» 주어진 과제
아래 행을 모두 편집해 "palm tree" 부분을 "coconut tree" 표현으로 바꾸고 나머지는 그대로 둔 채 다시 적되, 그림은 답에 넣지 마세요.

» 주어진 정보
━━━━━━━━
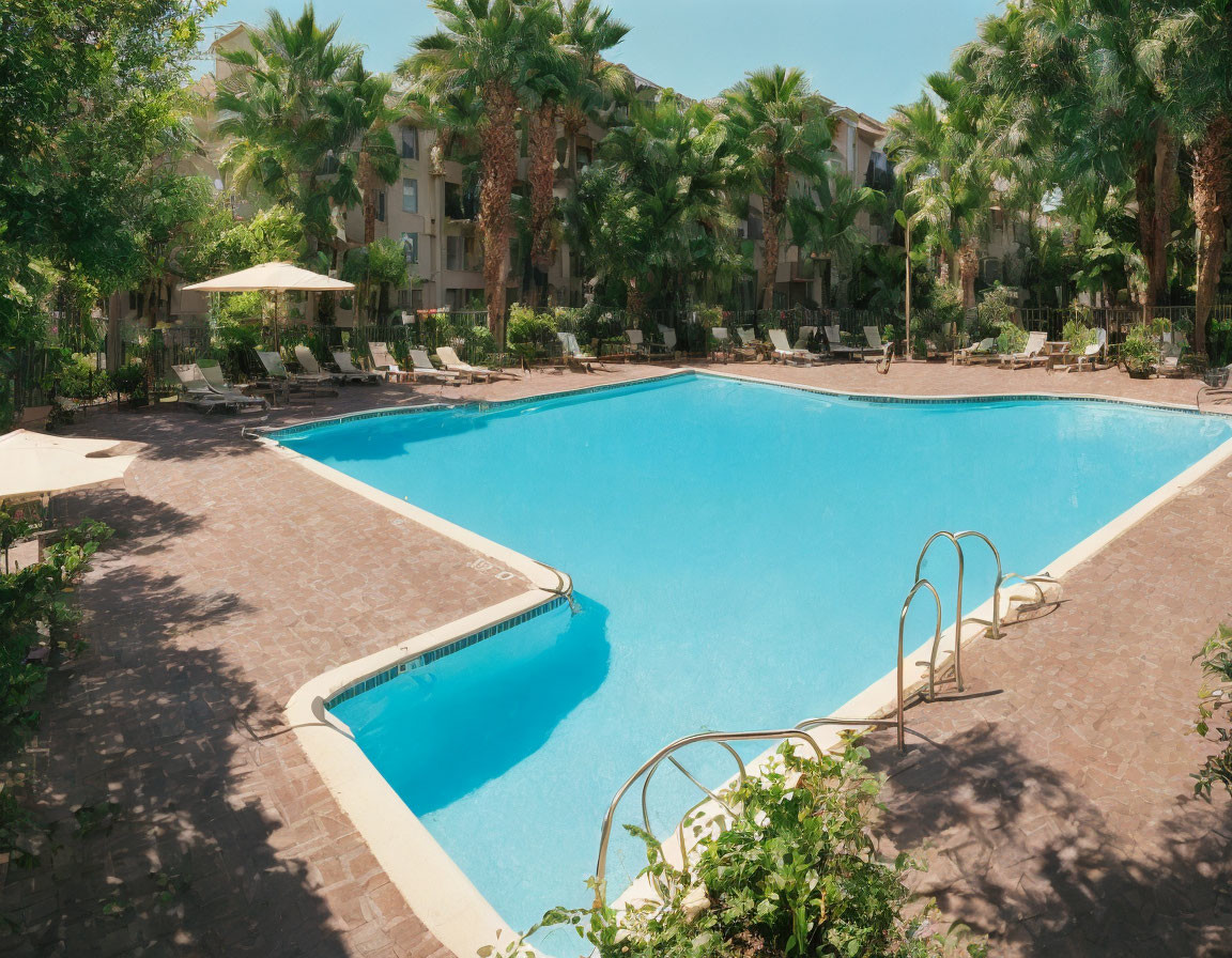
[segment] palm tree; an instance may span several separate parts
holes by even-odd
[[[846,176],[830,176],[816,187],[813,196],[796,196],[787,204],[791,235],[801,255],[814,260],[849,264],[867,245],[869,239],[856,225],[860,214],[876,206],[881,193],[856,186]],[[829,276],[822,293],[822,307],[830,305]]]
[[[628,36],[630,27],[609,7],[591,0],[557,0],[562,31],[559,42],[573,52],[577,71],[570,76],[563,105],[569,177],[578,181],[578,137],[591,118],[609,113],[632,94],[628,70],[605,58]]]
[[[304,215],[309,252],[333,235],[330,201],[320,188],[339,147],[329,97],[359,47],[336,43],[339,22],[317,23],[312,4],[288,22],[277,10],[251,34],[251,50],[223,53],[238,66],[218,92],[218,133],[232,139],[222,167],[237,188],[290,202]]]
[[[370,73],[356,57],[328,95],[329,110],[341,144],[335,154],[338,179],[330,190],[336,211],[363,204],[363,245],[377,235],[377,191],[398,180],[402,159],[389,131],[400,113],[389,105],[388,76]]]
[[[570,234],[633,312],[683,305],[690,289],[740,266],[729,201],[738,172],[731,132],[703,103],[670,91],[634,102],[579,180]]]
[[[906,199],[914,209],[908,223],[925,227],[926,249],[956,261],[962,305],[971,309],[995,171],[966,79],[936,73],[928,85],[931,96],[899,106],[890,118],[886,149],[907,180]],[[949,272],[944,260],[942,276]]]
[[[1232,209],[1232,2],[1195,0],[1161,17],[1142,44],[1143,68],[1174,92],[1179,134],[1191,154],[1194,222],[1201,234],[1194,348],[1206,351],[1206,323],[1227,252]]]
[[[535,57],[547,43],[549,0],[431,0],[441,28],[420,38],[398,73],[430,100],[473,91],[479,111],[483,281],[488,325],[504,340],[505,277],[517,179],[517,115],[532,99]]]
[[[761,308],[770,309],[792,180],[823,182],[828,172],[833,147],[829,108],[802,70],[784,66],[747,74],[723,99],[732,135],[747,150],[753,191],[761,197]]]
━━━━━━━━
» 연습 답안
[segment] coconut tree; an instance may span several separate parts
holes by even-odd
[[[846,176],[830,176],[816,187],[813,196],[796,196],[787,204],[791,235],[801,255],[814,260],[849,264],[867,245],[869,239],[856,225],[860,214],[876,206],[881,193],[856,186]],[[829,276],[822,293],[822,307],[830,305]]]
[[[628,36],[630,27],[609,7],[591,0],[557,0],[562,31],[559,42],[573,52],[577,71],[570,76],[563,105],[569,177],[578,181],[578,137],[591,118],[609,113],[632,94],[628,70],[605,58]]]
[[[304,215],[309,252],[333,235],[330,201],[320,188],[339,147],[329,97],[359,47],[336,43],[339,22],[317,23],[312,4],[288,22],[277,10],[251,34],[251,50],[223,53],[238,66],[218,92],[218,133],[232,139],[222,167],[237,188],[290,202]]]
[[[370,73],[356,57],[328,95],[329,110],[341,144],[335,154],[338,179],[330,190],[336,211],[363,204],[363,245],[377,235],[377,191],[398,180],[402,159],[389,131],[400,113],[389,105],[388,76]]]
[[[570,234],[633,312],[683,305],[690,289],[740,266],[729,201],[738,172],[731,132],[703,103],[670,91],[634,102],[579,180]]]
[[[906,199],[914,209],[908,223],[925,227],[926,249],[956,261],[962,305],[971,309],[995,171],[966,79],[936,73],[928,85],[931,96],[899,106],[890,118],[886,149],[907,180]],[[949,272],[944,260],[942,276]]]
[[[1232,209],[1232,2],[1195,0],[1161,17],[1142,44],[1143,68],[1174,92],[1179,134],[1191,154],[1194,222],[1201,234],[1194,348],[1206,351],[1206,323],[1227,252]]]
[[[535,57],[547,43],[549,0],[431,0],[441,28],[420,38],[398,73],[430,100],[473,91],[479,111],[483,281],[488,325],[504,340],[505,277],[517,179],[517,115],[532,99]]]
[[[761,308],[770,309],[792,180],[823,182],[828,172],[833,147],[829,108],[802,70],[784,66],[747,74],[723,99],[732,135],[747,150],[753,191],[761,197]]]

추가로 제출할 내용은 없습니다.